### YOUR TASK
Copy out every line of the items below that contains the word "cloud". Case counts.

### WORKING DATA
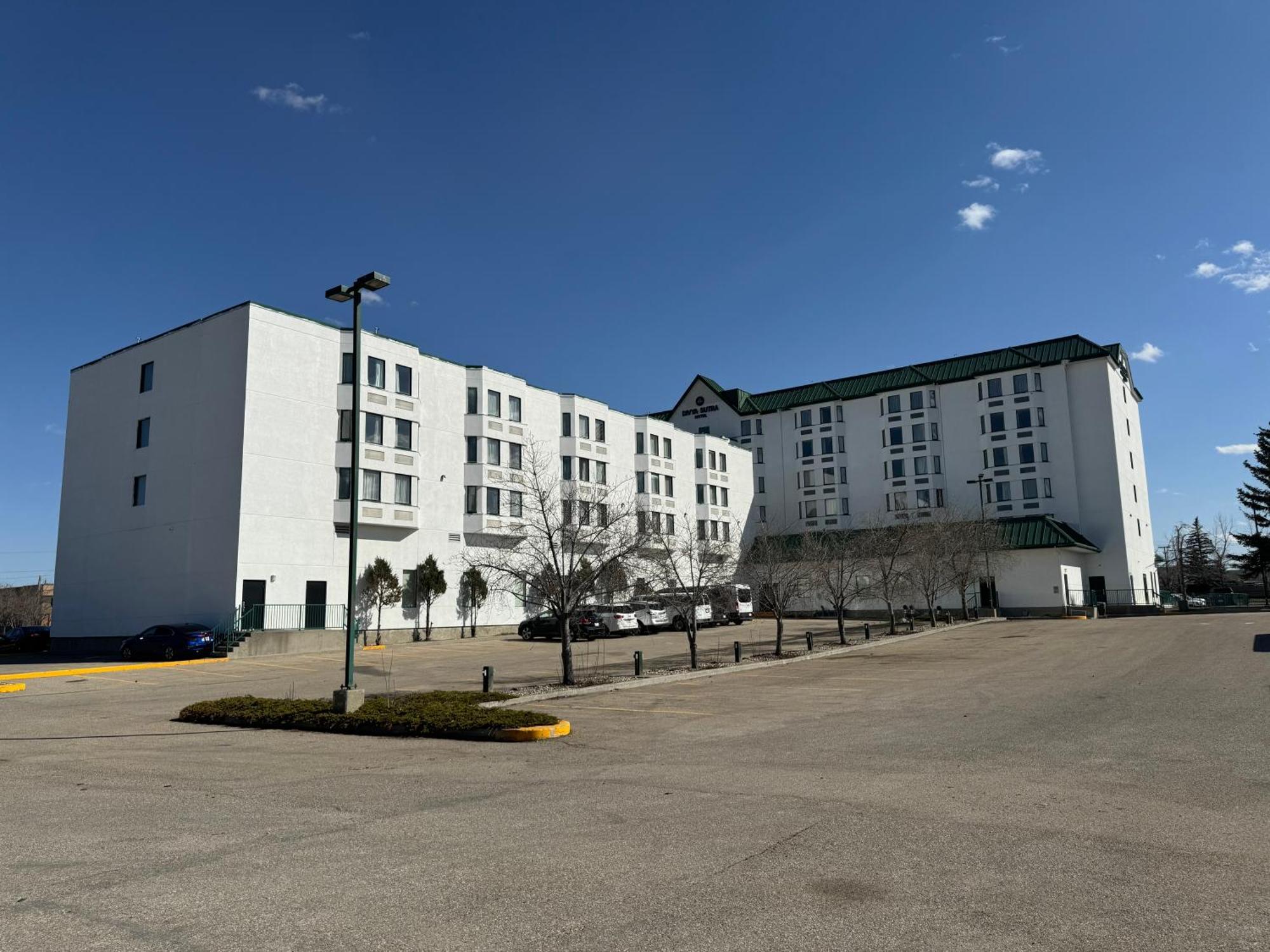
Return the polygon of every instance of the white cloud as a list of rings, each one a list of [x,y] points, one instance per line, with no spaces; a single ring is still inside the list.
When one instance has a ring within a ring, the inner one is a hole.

...

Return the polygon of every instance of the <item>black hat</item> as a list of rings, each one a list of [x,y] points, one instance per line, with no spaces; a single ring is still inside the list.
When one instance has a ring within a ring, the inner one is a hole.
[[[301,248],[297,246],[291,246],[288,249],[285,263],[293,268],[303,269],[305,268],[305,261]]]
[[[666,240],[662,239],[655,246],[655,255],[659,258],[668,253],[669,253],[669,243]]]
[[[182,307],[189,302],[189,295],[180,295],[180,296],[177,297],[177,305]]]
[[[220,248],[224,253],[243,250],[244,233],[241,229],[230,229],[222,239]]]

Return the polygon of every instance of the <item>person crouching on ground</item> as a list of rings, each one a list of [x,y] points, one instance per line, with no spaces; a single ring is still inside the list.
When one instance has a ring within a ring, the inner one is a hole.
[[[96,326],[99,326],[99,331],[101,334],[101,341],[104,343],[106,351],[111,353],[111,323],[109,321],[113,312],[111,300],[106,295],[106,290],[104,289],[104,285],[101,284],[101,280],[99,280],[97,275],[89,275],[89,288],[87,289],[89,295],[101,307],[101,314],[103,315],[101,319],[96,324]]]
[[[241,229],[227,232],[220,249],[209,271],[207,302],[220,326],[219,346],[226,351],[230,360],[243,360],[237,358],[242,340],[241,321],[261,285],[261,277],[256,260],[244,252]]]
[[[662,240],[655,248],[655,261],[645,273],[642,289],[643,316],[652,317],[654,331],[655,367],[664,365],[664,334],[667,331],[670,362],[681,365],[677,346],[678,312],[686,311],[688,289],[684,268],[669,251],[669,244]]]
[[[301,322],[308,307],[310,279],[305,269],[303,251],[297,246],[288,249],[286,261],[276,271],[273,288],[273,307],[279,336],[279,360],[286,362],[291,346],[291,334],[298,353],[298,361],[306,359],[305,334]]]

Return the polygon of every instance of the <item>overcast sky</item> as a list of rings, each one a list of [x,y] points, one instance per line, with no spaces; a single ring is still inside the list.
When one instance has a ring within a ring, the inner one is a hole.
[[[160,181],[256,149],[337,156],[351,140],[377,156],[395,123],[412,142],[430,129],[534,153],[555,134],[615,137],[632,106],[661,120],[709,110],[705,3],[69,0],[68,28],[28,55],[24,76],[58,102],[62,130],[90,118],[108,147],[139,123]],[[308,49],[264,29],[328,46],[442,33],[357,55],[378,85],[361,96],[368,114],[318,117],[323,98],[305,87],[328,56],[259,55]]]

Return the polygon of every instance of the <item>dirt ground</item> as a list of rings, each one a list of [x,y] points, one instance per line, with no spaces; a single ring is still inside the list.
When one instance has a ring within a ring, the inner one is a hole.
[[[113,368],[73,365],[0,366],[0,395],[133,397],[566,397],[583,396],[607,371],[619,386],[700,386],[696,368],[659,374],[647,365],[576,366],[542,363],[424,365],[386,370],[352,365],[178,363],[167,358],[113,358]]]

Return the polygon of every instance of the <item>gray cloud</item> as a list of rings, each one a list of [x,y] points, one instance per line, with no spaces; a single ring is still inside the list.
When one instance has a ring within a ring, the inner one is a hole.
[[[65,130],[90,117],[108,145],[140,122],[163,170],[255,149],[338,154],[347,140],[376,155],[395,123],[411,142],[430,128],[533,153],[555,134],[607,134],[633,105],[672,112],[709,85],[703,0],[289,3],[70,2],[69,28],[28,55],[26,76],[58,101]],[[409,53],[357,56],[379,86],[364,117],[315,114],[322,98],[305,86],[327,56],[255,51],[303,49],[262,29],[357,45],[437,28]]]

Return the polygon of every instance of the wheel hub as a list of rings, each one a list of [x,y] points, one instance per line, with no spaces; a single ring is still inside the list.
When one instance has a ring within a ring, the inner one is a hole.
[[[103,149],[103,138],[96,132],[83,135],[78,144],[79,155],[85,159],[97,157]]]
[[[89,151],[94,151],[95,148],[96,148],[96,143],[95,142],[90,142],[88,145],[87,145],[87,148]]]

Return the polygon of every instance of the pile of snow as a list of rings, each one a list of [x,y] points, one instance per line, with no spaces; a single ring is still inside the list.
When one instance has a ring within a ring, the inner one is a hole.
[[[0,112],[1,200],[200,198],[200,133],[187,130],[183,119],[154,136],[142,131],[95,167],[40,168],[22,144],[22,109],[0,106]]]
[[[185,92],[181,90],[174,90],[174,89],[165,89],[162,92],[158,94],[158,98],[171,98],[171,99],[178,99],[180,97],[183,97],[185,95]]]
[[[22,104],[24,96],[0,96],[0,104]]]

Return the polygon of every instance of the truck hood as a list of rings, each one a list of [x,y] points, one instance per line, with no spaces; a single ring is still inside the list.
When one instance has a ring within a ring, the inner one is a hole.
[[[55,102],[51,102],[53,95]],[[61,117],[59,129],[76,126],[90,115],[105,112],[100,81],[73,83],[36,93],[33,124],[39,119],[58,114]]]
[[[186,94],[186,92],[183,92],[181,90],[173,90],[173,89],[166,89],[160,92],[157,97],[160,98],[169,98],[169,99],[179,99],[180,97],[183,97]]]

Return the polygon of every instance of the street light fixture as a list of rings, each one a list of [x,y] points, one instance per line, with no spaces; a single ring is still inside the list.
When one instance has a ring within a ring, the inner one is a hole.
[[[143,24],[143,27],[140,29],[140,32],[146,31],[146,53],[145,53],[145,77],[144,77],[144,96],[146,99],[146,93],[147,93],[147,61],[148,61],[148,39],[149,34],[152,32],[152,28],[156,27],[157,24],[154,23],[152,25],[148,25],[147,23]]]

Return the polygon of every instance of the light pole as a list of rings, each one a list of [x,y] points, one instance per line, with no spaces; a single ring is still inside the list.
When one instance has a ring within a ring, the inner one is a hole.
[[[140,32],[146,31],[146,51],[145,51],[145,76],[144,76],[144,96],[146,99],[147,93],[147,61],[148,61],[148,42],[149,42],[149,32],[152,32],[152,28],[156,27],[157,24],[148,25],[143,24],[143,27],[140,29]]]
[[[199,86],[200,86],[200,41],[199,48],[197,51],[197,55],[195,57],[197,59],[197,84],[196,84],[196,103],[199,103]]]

### SOLUTION FOR THIS TASK
Return the polygon of every instance of the white cloud as a list of rings, each one a list of [x,y] points, one instance per line, with no spaces; a single ring is still inside the list.
Return the polygon of every instance of the <item>gray cloud</item> as a list of rings, each one a list of [x,y] points, one instance per line, with no spaces; a single ring is still inside the list.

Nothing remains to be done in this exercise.